## Begin Records supplied

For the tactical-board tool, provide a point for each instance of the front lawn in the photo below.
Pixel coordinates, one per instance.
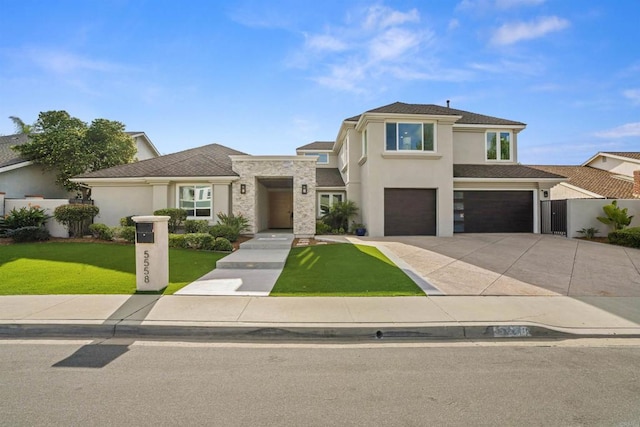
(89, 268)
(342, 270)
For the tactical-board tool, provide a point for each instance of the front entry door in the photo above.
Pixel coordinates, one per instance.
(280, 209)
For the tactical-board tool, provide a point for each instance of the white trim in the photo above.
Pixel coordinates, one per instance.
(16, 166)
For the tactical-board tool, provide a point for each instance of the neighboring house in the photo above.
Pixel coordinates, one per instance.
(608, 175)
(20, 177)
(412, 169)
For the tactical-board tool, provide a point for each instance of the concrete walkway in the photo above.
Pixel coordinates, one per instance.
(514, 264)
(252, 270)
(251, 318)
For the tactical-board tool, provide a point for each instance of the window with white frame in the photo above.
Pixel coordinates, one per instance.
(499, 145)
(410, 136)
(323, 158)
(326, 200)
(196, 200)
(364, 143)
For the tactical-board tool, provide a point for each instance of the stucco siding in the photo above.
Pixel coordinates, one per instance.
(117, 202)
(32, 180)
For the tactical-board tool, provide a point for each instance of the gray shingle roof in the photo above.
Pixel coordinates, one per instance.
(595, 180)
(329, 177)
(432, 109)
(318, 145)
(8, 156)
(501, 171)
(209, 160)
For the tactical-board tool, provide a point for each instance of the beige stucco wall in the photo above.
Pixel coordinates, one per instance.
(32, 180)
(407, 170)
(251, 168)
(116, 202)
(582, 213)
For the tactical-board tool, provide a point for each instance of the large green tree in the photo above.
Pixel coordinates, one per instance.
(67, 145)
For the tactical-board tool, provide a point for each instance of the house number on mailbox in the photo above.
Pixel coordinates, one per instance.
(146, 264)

## End Records supplied

Exercise task → Only the lines from the one holding "walkway in the photo above." through the end of the listing should be given again, exactly and with both ends included.

The output →
For the tactical-board tool, provide a point for each instance of the concrete walkway in the photo above.
Pixel coordinates, one per instance.
(514, 264)
(252, 270)
(251, 318)
For the tactical-board tool, provide a point for each instance of the window with white frame in the photo above.
Pixel coordinates, one per instance.
(499, 145)
(410, 136)
(323, 158)
(326, 200)
(196, 200)
(364, 143)
For the tactical-board tool, provide a point for each instance of the stucco siding in the photo above.
Pixel coordinates, one per instance.
(117, 202)
(32, 180)
For the tactical-board tool, provide a point for each instance of the gray shingle roof in the photo above.
Pixel coordinates, one per instance.
(595, 180)
(329, 177)
(432, 109)
(318, 145)
(8, 156)
(501, 171)
(209, 160)
For the tactical-board tool, provide a point for each instance of the beige stucco wall in the photo above.
Pixel coordinates, one per instance.
(32, 180)
(407, 170)
(251, 168)
(116, 202)
(582, 213)
For the tactical-board tool, provide a point for each instance of the large green tree in the photo above.
Pixel coordinates, one per instance.
(67, 145)
For the tactical-board tool, provide a point for each instance of the house number on mailbox in the photo above.
Pixel coordinates, one per instance.
(146, 264)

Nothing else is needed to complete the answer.